Напишите продолжение отрывка о выборе гуманитарной области и занятиях английским языком, начиная сразу после его последнего предложения.

ОТРЫВОК ТЕКСТА:
▬▬▬▬▬▬▬▬▬▬

Таким образом, естественные науки отпадали. Оставались гуманитарные. В частности, связанные с языками, так как языки меня интересовали уже давно. Точнее, один язык, английский. Не тот, что изучался в школе, поскольку в средних учебных заведениях, за исключением спецшкол, преподавание было поставлено из рук вон плохо, и тут даже Вторая школа не была исключением. Два часа в неделю – время само по себе недостаточное, и наш учитель английского, симпатичный эксцентрик, являвшийся на уроки с термосом кофе и неисчерпаемым запасом политических анекдотов, видимо, изначально решил не нагружать наши и без того перегруженные юные головы сомнительного качества знаниями. Нет, в этих занятиях не было ничего привлекательного, другое дело – частные уроки, на которые я ходила, как на праздник.

▬▬▬▬▬▬▬▬▬▬

ИСХОДНЫЕ МАТЕРИАЛЫ:
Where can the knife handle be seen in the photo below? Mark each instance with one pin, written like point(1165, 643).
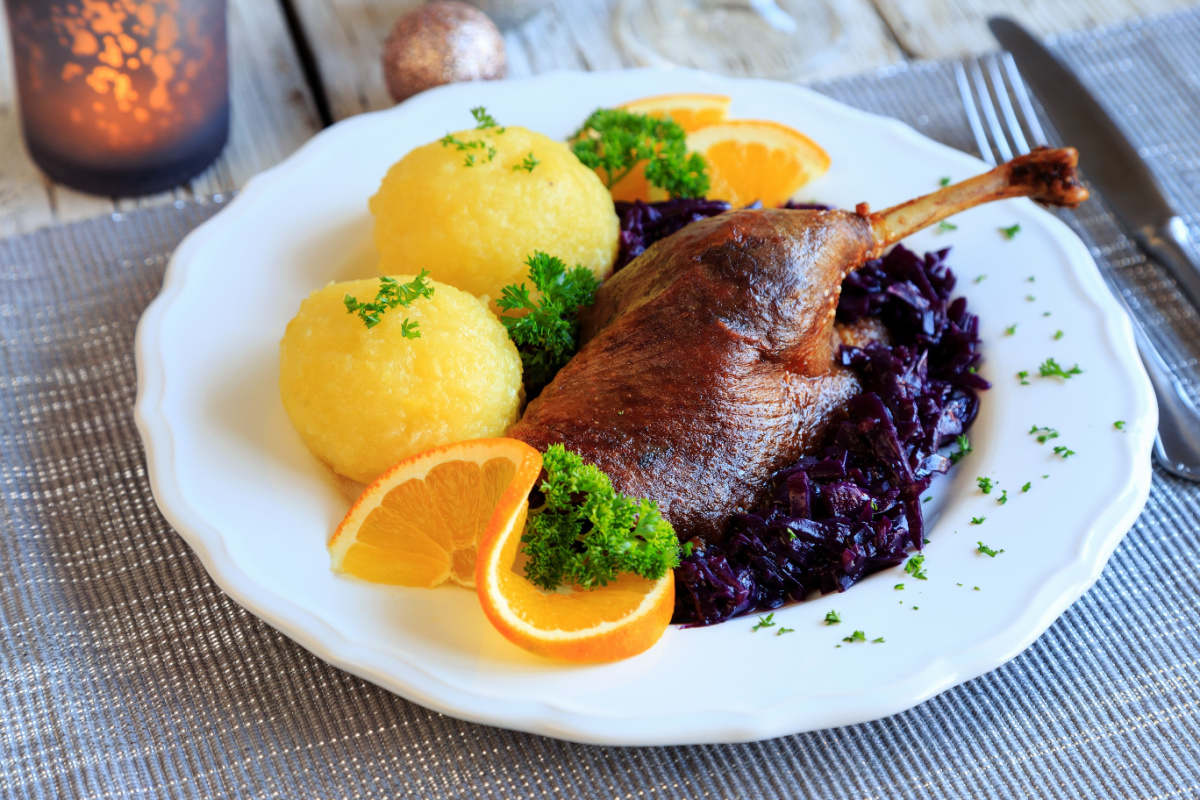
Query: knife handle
point(1170, 245)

▬▬▬▬▬▬▬▬▬▬

РЕЗУЛЬТАТ:
Раз в неделю я являлась на дом к молодой преподавательнице из Иняза; мы занимались два часа, и каждый из этих уроков представлялся мне своего рода ящичком волшебного шкафа: какой ни выдвинешь – внутри сокровище. Английский язык разворачивался во всем своем великолепии, постепенно выявлялись его музыкальность и богатство, прояснялась внутренняя логика, неповторимое сочетание закономерного и случайного, свойственное в разных формах каждому языку и делающее их подобными живым организмам. В отличие от естественных наук, которые я усваивала, по-настоящему не ассимилируя, гуманитарные можно было не только понять, но и переварить, усвоить, а потом создать из усвоенного что-то новое. Однако, остановив выбор на изучении языков, я по-прежнему не имела ни малейшего представления о том, что конкретно с ними делать, и даже не рассматривала их как возможность доступа к информации иными способами недоступной – все это пришло много позже. Мной двигала общая любознательность, желание расширить кругозор.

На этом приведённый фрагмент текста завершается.